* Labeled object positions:
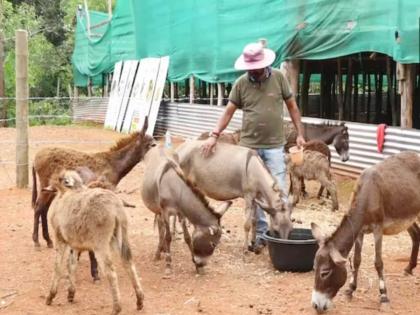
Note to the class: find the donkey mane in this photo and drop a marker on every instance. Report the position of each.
(275, 185)
(197, 192)
(121, 143)
(328, 123)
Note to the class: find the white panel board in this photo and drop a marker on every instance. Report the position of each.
(114, 102)
(132, 68)
(147, 82)
(157, 94)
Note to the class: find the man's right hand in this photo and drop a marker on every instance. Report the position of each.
(209, 146)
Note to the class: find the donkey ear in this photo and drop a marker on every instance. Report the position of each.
(317, 233)
(221, 210)
(145, 125)
(336, 256)
(261, 203)
(50, 189)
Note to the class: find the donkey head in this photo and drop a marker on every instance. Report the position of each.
(279, 210)
(206, 238)
(330, 272)
(64, 181)
(144, 142)
(341, 143)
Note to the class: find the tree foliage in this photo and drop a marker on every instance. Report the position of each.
(50, 25)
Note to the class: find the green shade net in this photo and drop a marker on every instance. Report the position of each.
(95, 56)
(204, 37)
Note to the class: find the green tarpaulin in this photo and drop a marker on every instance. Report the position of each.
(204, 37)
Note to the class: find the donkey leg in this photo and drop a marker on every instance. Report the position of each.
(249, 216)
(35, 237)
(357, 259)
(303, 188)
(161, 229)
(93, 266)
(414, 232)
(131, 270)
(45, 233)
(320, 191)
(330, 186)
(296, 190)
(187, 236)
(71, 266)
(107, 268)
(61, 249)
(379, 265)
(167, 247)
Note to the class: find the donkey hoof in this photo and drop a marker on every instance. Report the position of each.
(70, 296)
(200, 270)
(49, 299)
(385, 306)
(349, 294)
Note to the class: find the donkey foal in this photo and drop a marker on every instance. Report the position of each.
(89, 219)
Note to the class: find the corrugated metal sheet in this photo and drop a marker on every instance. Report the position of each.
(90, 109)
(190, 120)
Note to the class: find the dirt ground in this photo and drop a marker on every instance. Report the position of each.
(233, 283)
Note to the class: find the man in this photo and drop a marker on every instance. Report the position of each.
(260, 93)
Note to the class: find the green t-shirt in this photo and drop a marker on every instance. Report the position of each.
(262, 106)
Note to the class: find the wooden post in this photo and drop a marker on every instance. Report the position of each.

* STATED TASK:
Can you copy all of the material above word for word, leaving out the pictures?

* RESPONSE TO THIS EXERCISE:
Note to the class: find the donkey mane in this photo and drop a marker on every instance. Report the position of each.
(275, 185)
(197, 192)
(121, 143)
(328, 123)
Note to the class: find the white panel board in this photo and drop a marker on every instance. Report the position of each.
(114, 102)
(132, 68)
(147, 82)
(157, 94)
Note to the class: find the man's right hand in this photo and drop a marker on every instance. Report the position of each.
(209, 146)
Note to the class: find the donkey ear in this photo and drop a marker on every instance. Report the position of each.
(317, 233)
(221, 210)
(145, 125)
(336, 256)
(261, 203)
(50, 189)
Note to the class: find the donkey head in this photo and drop a marker on every instance. Report the position of each.
(279, 210)
(206, 238)
(330, 272)
(64, 181)
(144, 142)
(341, 143)
Note to the class: find the tree foliage in this photo and drop a marker on every instance. Report the position of each.
(50, 25)
Note to the class: find the green shade net in this photo and drop a marker on every instance. Report the position of each.
(95, 56)
(204, 37)
Note to the class: find the green tarpaulin in this photo and drop a marker on every instance. Report the position of each.
(204, 37)
Note to the class: find the donkey leg in this photo and drop a marker on every instance. Report the position of each.
(249, 216)
(35, 237)
(357, 259)
(303, 188)
(161, 229)
(93, 266)
(414, 232)
(131, 270)
(45, 233)
(320, 191)
(330, 186)
(296, 190)
(187, 236)
(71, 266)
(107, 268)
(61, 249)
(379, 265)
(167, 247)
Note to the class: find the donkey hoof in this photo and drop a marker on every instance. Report the position of each.
(70, 296)
(200, 270)
(49, 299)
(385, 306)
(349, 294)
Note to the class: find the donkey foal in this photo and drop a marker on every instance. Report the position of each.
(89, 219)
Note to the class: find the corrugated metal sheet in this photo and drop a marker on every instance. Report the position of each.
(90, 109)
(190, 120)
Note to the class: find the dirt ground in this photo and drop a marker on every instance. Report the position of each.
(233, 283)
Note to the class: find the man in this photo and drop a marker on every instance. Report the position of each.
(260, 93)
Note to the class: find the green t-shirt in this photo and drop a marker on every instance. Report the position of each.
(262, 106)
Note to the class: find the wooden post in this photo and drop a marker on every instance. Report the position of each.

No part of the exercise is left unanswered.